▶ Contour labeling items
━━━
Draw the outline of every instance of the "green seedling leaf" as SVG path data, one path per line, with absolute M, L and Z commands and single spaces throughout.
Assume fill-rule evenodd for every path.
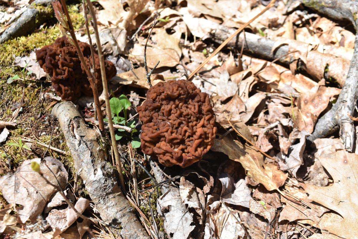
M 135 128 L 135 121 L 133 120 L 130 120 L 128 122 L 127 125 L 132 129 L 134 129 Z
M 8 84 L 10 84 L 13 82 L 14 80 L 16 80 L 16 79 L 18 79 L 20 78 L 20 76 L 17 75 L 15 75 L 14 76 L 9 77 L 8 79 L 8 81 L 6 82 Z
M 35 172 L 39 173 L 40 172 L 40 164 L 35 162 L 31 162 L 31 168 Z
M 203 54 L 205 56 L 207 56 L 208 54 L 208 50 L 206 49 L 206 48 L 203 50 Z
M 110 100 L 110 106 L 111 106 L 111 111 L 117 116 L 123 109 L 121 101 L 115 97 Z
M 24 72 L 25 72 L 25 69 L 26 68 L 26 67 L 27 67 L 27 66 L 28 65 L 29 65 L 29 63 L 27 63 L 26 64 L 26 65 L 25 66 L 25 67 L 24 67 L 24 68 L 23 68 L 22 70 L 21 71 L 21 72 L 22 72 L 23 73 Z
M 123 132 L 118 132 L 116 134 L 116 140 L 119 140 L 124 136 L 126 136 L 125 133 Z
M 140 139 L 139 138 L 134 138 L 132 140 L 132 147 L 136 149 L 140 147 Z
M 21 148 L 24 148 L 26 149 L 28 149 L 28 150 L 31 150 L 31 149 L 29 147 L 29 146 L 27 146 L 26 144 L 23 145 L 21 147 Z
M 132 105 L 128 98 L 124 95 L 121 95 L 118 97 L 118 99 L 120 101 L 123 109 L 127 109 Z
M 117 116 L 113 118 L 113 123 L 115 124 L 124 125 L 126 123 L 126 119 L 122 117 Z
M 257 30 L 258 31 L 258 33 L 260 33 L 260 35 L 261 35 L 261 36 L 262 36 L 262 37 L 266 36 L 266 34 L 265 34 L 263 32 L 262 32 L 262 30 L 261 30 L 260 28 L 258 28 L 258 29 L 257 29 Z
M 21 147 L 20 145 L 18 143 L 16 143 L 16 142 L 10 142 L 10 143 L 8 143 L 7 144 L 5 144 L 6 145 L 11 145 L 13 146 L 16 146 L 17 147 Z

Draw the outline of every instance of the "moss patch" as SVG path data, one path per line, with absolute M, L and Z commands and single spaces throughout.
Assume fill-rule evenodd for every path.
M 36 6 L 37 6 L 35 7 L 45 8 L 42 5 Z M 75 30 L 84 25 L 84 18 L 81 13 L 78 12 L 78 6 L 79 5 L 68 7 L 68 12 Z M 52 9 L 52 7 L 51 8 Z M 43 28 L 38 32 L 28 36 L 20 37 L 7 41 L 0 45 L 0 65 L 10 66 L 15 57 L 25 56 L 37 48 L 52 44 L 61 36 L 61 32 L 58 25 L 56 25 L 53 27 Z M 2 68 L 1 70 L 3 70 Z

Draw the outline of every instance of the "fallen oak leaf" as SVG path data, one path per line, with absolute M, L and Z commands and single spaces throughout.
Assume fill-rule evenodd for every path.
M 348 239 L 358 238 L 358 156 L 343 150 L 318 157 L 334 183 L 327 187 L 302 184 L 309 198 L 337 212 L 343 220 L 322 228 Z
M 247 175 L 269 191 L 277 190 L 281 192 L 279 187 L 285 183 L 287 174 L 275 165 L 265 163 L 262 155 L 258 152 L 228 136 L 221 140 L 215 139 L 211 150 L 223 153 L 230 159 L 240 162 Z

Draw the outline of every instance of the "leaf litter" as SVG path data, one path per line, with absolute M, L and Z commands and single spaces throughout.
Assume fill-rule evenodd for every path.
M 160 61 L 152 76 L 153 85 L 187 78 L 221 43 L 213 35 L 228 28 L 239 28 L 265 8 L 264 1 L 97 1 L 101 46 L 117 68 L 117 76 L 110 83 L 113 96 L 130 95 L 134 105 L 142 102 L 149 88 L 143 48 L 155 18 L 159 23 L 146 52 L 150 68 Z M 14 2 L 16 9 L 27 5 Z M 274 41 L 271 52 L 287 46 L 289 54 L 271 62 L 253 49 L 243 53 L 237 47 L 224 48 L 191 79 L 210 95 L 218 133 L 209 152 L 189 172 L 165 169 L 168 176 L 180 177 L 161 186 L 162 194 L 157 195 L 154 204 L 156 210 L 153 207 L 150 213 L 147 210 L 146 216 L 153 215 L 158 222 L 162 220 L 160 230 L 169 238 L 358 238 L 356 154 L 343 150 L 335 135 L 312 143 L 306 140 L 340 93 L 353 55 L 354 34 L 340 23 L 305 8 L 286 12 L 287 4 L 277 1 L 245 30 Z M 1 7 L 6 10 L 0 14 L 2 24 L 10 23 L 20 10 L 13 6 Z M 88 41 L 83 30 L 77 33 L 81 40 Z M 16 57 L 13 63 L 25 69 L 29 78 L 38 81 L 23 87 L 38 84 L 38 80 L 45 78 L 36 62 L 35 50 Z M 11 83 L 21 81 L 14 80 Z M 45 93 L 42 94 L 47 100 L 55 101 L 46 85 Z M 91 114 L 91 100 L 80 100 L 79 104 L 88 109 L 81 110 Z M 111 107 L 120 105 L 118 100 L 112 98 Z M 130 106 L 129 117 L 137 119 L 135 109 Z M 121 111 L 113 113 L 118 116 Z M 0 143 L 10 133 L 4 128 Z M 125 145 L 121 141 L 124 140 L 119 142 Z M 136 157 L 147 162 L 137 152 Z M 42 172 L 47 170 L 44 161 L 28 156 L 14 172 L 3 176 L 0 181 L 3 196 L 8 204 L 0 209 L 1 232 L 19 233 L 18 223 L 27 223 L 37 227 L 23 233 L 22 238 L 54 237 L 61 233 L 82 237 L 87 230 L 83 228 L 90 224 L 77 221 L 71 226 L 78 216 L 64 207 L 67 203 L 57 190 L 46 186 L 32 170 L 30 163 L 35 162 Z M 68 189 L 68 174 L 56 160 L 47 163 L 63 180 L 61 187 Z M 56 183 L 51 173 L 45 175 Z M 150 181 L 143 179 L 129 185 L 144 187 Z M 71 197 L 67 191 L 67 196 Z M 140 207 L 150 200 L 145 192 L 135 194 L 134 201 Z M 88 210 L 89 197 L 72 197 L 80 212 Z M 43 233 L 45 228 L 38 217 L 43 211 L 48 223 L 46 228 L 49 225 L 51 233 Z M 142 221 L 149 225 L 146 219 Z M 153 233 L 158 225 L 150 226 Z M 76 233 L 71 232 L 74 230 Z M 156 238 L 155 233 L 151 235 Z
━━━
▶ Given task
Lay out every line of the contour labeling items above as a numbered list, skipping blank lines and leaving out any pictures.

▶ Exercise output
1. Draw the outline of every instance of the "green seedling leaf" as SVG path data, one path per line, with absolute M, L and Z commands and single spaces throughout.
2. Assume fill-rule evenodd for every path.
3. M 135 128 L 135 121 L 133 120 L 130 120 L 128 122 L 127 125 L 132 129 L 134 129 Z
4. M 8 84 L 10 84 L 13 82 L 14 80 L 16 80 L 16 79 L 18 79 L 20 78 L 20 76 L 17 75 L 15 75 L 14 76 L 9 77 L 8 79 L 8 81 L 6 82 Z
5. M 35 172 L 39 173 L 40 172 L 40 164 L 35 162 L 31 162 L 31 168 Z
6. M 203 54 L 205 56 L 207 56 L 208 54 L 208 50 L 206 49 L 206 48 L 203 50 Z
7. M 110 100 L 110 106 L 111 106 L 111 111 L 117 116 L 123 109 L 121 101 L 115 97 Z
8. M 24 72 L 25 72 L 25 69 L 26 68 L 26 67 L 27 67 L 27 66 L 28 65 L 29 65 L 29 63 L 27 63 L 26 64 L 26 65 L 25 66 L 25 67 L 24 67 L 24 68 L 23 68 L 22 70 L 21 71 L 21 72 L 22 72 L 23 73 Z
9. M 123 132 L 118 132 L 116 134 L 116 140 L 119 140 L 124 136 L 126 136 L 125 133 Z
10. M 140 139 L 139 138 L 134 138 L 132 140 L 132 147 L 136 149 L 140 147 Z
11. M 21 148 L 24 148 L 26 149 L 28 149 L 28 150 L 31 150 L 31 149 L 29 147 L 29 146 L 27 146 L 26 144 L 23 145 L 21 147 Z
12. M 132 105 L 128 98 L 124 95 L 121 95 L 118 97 L 118 99 L 120 101 L 123 109 L 127 109 Z
13. M 117 116 L 113 118 L 113 123 L 115 124 L 124 125 L 126 123 L 126 119 L 122 117 Z
14. M 257 30 L 258 31 L 258 33 L 260 33 L 260 35 L 261 35 L 261 36 L 262 36 L 262 37 L 266 36 L 266 34 L 265 34 L 263 32 L 262 32 L 262 30 L 261 30 L 260 28 L 258 28 L 258 29 L 257 29 Z
15. M 21 147 L 20 145 L 18 143 L 16 143 L 16 142 L 10 142 L 10 143 L 8 143 L 7 144 L 5 144 L 6 145 L 11 145 L 13 146 L 16 146 L 17 147 Z
16. Draw the outline of every instance of the "moss patch" as SVG path data, one path per line, with absolute M, L and Z commands and single spaces throughout.
17. Assume fill-rule evenodd for every path.
18. M 36 6 L 37 6 L 35 7 L 45 8 L 42 5 Z M 75 30 L 84 25 L 84 18 L 81 13 L 78 12 L 78 6 L 79 5 L 68 7 L 68 12 Z M 52 9 L 52 7 L 51 8 Z M 43 28 L 38 32 L 28 36 L 20 37 L 7 41 L 0 45 L 0 65 L 10 66 L 15 57 L 25 56 L 37 48 L 52 44 L 61 36 L 61 32 L 58 25 L 56 25 L 53 27 Z M 2 68 L 1 70 L 3 70 Z
19. Draw the outline of every instance of the "fallen oak leaf" as SVG path data, one path per line, with absolute M, L and Z commands and single spaces throughout.
20. Assume fill-rule evenodd for every path.
21. M 348 239 L 358 238 L 358 156 L 343 150 L 318 157 L 334 183 L 327 187 L 302 184 L 309 198 L 337 212 L 343 220 L 322 228 Z
22. M 247 175 L 269 191 L 277 190 L 281 192 L 279 187 L 285 183 L 287 174 L 275 165 L 265 163 L 262 155 L 258 152 L 228 136 L 221 140 L 215 139 L 211 150 L 223 153 L 230 159 L 240 162 Z
23. Draw the outline of every instance of the "leaf litter" as SVG path data, one path per line, with absolute M, L and Z commands and single spaces throughout.
24. Assume fill-rule evenodd for every path.
25. M 160 61 L 152 76 L 153 85 L 187 78 L 221 43 L 213 35 L 228 28 L 239 28 L 265 8 L 264 1 L 97 1 L 101 46 L 117 68 L 117 76 L 110 83 L 113 96 L 130 95 L 134 105 L 142 102 L 149 88 L 143 48 L 155 18 L 159 23 L 146 52 L 150 68 Z M 14 2 L 16 9 L 27 5 Z M 274 41 L 271 52 L 287 46 L 289 54 L 271 62 L 253 49 L 243 53 L 237 47 L 224 48 L 191 79 L 210 95 L 218 133 L 209 152 L 189 172 L 165 169 L 168 176 L 180 177 L 161 186 L 162 194 L 157 195 L 154 204 L 156 210 L 153 207 L 150 213 L 147 210 L 146 216 L 153 215 L 158 222 L 162 220 L 160 230 L 169 238 L 358 238 L 356 154 L 343 150 L 335 135 L 312 143 L 306 140 L 340 93 L 353 55 L 354 34 L 340 23 L 305 8 L 286 12 L 287 4 L 277 1 L 245 30 Z M 1 7 L 6 10 L 0 14 L 2 24 L 10 23 L 20 10 L 13 6 Z M 88 41 L 83 30 L 77 33 L 81 40 Z M 16 57 L 13 63 L 25 69 L 29 78 L 38 81 L 23 87 L 38 84 L 38 80 L 45 78 L 36 62 L 35 50 Z M 11 83 L 21 81 L 14 80 Z M 45 93 L 42 94 L 47 100 L 55 101 L 46 85 Z M 91 114 L 91 100 L 80 100 L 79 104 L 88 109 L 81 110 Z M 111 107 L 120 105 L 118 100 L 112 98 Z M 130 106 L 129 117 L 137 119 L 135 109 Z M 121 111 L 113 113 L 118 116 Z M 0 143 L 10 133 L 4 128 Z M 125 145 L 121 141 L 124 140 L 119 142 Z M 136 157 L 147 162 L 137 152 Z M 42 172 L 47 170 L 44 161 L 28 156 L 14 172 L 3 176 L 0 181 L 3 196 L 8 204 L 0 209 L 1 232 L 19 233 L 18 223 L 27 223 L 37 227 L 23 233 L 22 238 L 54 237 L 61 233 L 82 237 L 87 230 L 83 228 L 90 224 L 77 221 L 71 226 L 78 216 L 64 207 L 67 203 L 57 190 L 46 186 L 32 170 L 30 163 L 35 162 Z M 68 189 L 68 174 L 56 160 L 47 163 L 63 180 L 61 187 Z M 56 183 L 51 173 L 45 175 Z M 150 181 L 143 179 L 129 185 L 144 187 Z M 71 197 L 67 191 L 67 196 Z M 140 207 L 150 200 L 145 192 L 135 194 L 134 201 Z M 88 210 L 89 197 L 72 197 L 80 212 Z M 43 233 L 45 228 L 38 217 L 43 211 L 48 223 L 46 228 L 49 225 L 51 233 Z M 142 221 L 149 225 L 146 219 Z M 153 233 L 158 225 L 150 226 Z M 76 233 L 71 232 L 74 230 Z M 156 238 L 155 233 L 151 235 Z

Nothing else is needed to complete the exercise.